+++ ARTIGO

Derretimento de calotas polares, elevação do nível do mar, calor excessivo, aumento na ocorrência de desastres naturais… Agora, a alteração na rotação da Terra soma-se à extensa lista de anomalias associadas às mudanças climáticas. Em dois estudos publicados nesta segunda-feira (15/7) nas revistas Nature Geoscience e Pnas, cientistas descrevem como os atuais padrões de temperatura e precipitação literalmente tiraram o planeta do eixo, com implicações para a duração dos dias.
Com o avanço do derretimento nos dois polos da Terra — Groenlândia e Antártida —, a água antes congelada agora se espalham pelos oceanos, em especial, na região equatorial. Assim, há uma mudança na distribuição da massa do planeta, o que afeta a rotação. Benedikt Soja, autor do estudo da Pnas e professor de geodésia espacial do Instituto Federal de Tecnologia de Zurique, na Suíça, compara com a pirueta de uma patinadora: "Primeiro, ela mantém os braços próximos ao corpo e, depois, os estica".
Quando as massas de gelo são mantidas congeladas nos pólos — o exemplo da patinadora, com os braços junto ao corpo —, a rotação da Terra é rápida. Porém, à medida que a água do degelo se afasta do eixo, o movimento fica mais lento. O mesmo ocorre quando a atleta estica os membros superiores, enquanto gira.
Física
Trata-se de uma lei da física, a de conservação do momento angular: quanto mais próxima do eixo de rotação está a massa, menor é a inércia e, assim, o corpo ganha mais velocidade angular. Como esse preceito também rege o planeta, o fato de a água degelada dos polos migrar para outros pontos da Terra faz com que ela se movimente mais lentamente. Assim, mesmo que de forma quase imperceptível, pode-se dizer que as mudanças climáticas alternam a duração dos dias — por enquanto, em milissegundos, conforme os pesquisadores do Instituto Federal de Tecnologia de Zurique.
A rotação mais lenta também impacta o atrito das marés, um fenômeno desencadeado pela Lua. Os estudos mostram que, no ritmo atual das emissões de gases de efeito estufa, as mudanças climáticas influenciarão mais o evento do que o próprio satélite natural que, durante oito bilhões de anos, definiu a duração dos dias. "Nós, humanos, temos um impacto maior no nosso planeta do que imaginamos, e isso naturalmente coloca sobre nós uma grande responsabilidade pelo futuro do planeta", diz Soja.
Além da duração dos dias, as mudanças na massa que circula na superfície e no interior da Terra alteram o eixo de rotação. No artigo publicado na revista Nature Geoscience, os cientistas afirmam que o deslocamento pode chegar a 10m em cada 100 anos. Além do derretimento do gelo na Antártida e na Groenlândia, o fenômeno observado se relaciona com os movimentos nas profundezas do manto terrestre.
Modelo
No interior do planeta, a rocha torna-se viscosa, devido à alta pressão, causando deslocamentos de massa por longos períodos. A influência também é dos fluxos de calor do metal liquefeito do núcleo externo, responsáveis por gerar o campo magnético e causar mudanças na quantidade de matéria dentro da Terra.

++++++
+++ LINHAS ARMAZENADAS

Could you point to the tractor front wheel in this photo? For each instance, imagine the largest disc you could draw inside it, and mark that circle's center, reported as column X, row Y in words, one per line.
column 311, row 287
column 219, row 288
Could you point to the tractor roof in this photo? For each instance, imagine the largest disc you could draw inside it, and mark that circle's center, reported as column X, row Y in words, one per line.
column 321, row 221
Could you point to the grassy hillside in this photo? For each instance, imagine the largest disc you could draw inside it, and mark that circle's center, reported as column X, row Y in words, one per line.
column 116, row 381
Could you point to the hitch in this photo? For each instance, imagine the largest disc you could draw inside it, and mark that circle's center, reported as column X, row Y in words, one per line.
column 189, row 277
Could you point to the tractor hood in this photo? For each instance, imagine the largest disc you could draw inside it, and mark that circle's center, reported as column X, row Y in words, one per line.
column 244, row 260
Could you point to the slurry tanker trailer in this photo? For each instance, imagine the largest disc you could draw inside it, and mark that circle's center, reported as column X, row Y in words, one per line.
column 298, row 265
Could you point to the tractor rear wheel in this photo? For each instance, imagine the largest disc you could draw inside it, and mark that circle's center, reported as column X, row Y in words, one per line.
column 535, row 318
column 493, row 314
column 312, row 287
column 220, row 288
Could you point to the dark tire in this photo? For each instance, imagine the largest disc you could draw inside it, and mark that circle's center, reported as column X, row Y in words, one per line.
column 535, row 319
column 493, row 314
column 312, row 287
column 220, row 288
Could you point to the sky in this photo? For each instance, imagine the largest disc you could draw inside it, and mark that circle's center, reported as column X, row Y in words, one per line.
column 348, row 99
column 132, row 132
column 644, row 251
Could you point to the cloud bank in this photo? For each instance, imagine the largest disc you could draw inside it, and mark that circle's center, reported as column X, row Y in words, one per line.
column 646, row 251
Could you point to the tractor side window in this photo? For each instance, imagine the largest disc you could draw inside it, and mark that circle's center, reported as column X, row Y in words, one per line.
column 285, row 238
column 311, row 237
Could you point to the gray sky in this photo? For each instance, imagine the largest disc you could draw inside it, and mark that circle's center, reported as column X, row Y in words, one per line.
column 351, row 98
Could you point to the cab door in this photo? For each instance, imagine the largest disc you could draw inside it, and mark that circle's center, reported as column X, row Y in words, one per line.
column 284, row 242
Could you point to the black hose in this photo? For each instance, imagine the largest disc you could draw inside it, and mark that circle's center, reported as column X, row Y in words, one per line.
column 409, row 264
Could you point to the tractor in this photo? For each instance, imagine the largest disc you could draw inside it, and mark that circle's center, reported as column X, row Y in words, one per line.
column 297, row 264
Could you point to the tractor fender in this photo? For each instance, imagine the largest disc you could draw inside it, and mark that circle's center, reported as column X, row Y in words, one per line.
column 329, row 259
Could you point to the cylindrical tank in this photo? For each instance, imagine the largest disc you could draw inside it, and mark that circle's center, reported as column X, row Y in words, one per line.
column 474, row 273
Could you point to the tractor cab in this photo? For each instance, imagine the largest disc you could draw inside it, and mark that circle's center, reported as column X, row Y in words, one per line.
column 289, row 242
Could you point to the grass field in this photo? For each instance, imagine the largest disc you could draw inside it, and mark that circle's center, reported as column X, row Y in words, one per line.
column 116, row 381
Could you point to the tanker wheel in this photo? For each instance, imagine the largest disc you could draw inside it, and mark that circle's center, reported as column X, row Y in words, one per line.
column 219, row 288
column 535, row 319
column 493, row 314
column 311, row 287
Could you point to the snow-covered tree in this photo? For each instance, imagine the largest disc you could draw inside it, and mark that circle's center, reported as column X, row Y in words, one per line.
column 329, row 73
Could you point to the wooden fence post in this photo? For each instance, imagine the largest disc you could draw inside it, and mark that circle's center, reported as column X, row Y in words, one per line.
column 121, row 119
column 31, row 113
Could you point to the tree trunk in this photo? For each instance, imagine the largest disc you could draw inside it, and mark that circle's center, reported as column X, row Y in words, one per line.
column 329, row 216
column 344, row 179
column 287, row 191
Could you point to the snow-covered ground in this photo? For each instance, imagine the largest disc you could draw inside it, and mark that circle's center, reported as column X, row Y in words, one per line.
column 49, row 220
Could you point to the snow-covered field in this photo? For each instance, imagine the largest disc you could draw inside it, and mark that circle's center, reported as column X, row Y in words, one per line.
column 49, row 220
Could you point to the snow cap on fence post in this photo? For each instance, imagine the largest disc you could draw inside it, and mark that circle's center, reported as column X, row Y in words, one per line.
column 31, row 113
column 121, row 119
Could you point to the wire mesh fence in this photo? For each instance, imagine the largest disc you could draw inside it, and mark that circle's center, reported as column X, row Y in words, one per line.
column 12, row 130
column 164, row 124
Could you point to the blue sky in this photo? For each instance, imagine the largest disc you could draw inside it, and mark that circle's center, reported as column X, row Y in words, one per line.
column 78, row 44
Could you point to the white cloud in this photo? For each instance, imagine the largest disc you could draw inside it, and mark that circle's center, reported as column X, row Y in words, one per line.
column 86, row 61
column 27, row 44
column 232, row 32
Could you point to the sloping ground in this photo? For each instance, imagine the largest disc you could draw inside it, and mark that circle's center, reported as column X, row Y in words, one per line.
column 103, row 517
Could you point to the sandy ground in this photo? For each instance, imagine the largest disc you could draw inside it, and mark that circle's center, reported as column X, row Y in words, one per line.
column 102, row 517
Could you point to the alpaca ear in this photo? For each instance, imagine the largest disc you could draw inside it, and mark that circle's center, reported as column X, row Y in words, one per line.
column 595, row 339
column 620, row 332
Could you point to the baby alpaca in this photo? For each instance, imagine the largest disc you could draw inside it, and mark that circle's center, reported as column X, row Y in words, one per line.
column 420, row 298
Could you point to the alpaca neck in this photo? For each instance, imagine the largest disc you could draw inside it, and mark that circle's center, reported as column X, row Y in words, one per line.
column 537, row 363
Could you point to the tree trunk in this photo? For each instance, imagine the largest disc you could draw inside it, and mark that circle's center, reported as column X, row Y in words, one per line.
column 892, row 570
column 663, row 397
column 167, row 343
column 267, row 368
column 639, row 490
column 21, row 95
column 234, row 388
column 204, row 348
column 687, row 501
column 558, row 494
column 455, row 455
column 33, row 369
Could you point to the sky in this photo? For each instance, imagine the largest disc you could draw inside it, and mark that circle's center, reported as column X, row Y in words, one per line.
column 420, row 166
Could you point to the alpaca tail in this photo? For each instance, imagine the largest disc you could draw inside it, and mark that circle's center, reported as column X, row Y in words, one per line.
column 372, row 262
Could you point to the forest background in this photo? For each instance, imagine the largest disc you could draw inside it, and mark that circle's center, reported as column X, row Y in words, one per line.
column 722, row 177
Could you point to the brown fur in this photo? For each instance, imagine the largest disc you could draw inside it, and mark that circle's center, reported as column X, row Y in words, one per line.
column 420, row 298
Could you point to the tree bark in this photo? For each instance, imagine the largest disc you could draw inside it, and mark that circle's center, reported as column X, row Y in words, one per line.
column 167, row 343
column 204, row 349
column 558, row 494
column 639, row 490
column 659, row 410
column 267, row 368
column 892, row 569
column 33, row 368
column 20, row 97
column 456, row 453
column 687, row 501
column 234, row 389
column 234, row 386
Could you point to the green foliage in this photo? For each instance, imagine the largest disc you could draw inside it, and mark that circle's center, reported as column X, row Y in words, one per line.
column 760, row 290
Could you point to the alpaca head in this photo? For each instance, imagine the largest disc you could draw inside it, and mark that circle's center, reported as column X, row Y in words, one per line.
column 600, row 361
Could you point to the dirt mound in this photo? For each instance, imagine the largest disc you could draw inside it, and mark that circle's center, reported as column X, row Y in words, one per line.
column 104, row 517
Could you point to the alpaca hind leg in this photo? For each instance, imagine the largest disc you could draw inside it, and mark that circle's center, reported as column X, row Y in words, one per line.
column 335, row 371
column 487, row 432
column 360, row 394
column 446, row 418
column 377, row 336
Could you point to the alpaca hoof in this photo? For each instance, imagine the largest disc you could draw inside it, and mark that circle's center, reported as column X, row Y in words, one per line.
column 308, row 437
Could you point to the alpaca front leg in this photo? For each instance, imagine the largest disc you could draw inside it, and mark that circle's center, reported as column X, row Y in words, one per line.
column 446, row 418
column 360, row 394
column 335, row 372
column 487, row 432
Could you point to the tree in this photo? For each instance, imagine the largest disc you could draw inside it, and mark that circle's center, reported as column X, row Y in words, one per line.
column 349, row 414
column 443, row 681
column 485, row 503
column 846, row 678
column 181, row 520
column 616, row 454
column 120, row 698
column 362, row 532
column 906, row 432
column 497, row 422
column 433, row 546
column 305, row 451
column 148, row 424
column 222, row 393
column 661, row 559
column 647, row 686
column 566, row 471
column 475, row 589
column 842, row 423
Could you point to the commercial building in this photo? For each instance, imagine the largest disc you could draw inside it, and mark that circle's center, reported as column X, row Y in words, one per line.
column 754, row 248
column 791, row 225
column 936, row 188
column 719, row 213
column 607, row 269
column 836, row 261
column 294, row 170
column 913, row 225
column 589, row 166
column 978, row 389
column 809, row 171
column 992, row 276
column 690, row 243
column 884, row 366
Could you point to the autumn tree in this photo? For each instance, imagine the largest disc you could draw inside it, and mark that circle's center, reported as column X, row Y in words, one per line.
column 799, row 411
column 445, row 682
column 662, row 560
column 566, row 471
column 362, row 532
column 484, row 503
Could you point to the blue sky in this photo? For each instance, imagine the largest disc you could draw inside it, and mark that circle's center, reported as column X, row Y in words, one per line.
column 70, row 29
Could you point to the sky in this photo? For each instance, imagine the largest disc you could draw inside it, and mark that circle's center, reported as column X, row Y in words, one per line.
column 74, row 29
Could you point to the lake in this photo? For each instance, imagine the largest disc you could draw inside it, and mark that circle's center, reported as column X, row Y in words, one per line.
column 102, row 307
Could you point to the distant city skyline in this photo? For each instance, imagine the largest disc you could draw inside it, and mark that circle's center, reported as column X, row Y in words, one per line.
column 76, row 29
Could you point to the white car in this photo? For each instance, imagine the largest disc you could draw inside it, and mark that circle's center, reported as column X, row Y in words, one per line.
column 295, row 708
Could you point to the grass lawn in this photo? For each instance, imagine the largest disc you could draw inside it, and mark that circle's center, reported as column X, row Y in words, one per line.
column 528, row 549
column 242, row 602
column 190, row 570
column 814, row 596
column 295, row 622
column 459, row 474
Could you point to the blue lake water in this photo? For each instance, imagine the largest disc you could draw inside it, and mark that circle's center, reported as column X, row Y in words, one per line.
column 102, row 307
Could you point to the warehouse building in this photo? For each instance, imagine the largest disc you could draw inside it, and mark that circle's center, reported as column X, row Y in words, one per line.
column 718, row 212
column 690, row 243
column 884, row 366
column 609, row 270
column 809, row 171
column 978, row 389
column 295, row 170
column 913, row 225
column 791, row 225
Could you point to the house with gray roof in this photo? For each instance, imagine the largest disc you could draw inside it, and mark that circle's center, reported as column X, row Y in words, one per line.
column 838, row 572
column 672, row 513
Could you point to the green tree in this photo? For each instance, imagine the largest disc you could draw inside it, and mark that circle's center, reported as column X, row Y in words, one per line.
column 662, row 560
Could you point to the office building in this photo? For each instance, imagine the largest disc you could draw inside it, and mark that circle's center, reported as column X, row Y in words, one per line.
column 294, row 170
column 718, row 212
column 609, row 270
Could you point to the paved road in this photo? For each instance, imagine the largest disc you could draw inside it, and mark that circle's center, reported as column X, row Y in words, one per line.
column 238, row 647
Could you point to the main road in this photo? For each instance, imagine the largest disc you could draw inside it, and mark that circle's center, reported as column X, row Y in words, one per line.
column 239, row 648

++++++

PEDIDO ESCRITO = No artigo, reescreva o trecho que começa com as palavras "Com o avanço" e termina com "superiores, enquanto gira.", substituindo "patinadora" por "bailarina".

RESPOSTA =
Com o avanço do derretimento nos dois polos da Terra — Groenlândia e Antártida —, a água antes congelada agora se espalham pelos oceanos, em especial, na região equatorial. Assim, há uma mudança na distribuição da massa do planeta, o que afeta a rotação. Benedikt Soja, autor do estudo da Pnas e professor de geodésia espacial do Instituto Federal de Tecnologia de Zurique, na Suíça, compara com a pirueta de uma bailarina: "Primeiro, ela mantém os braços próximos ao corpo e, depois, os estica".
Quando as massas de gelo são mantidas congeladas nos pólos — o exemplo da bailarina, com os braços junto ao corpo —, a rotação da Terra é rápida. Porém, à medida que a água do degelo se afasta do eixo, o movimento fica mais lento. O mesmo ocorre quando a atleta estica os membros superiores, enquanto gira.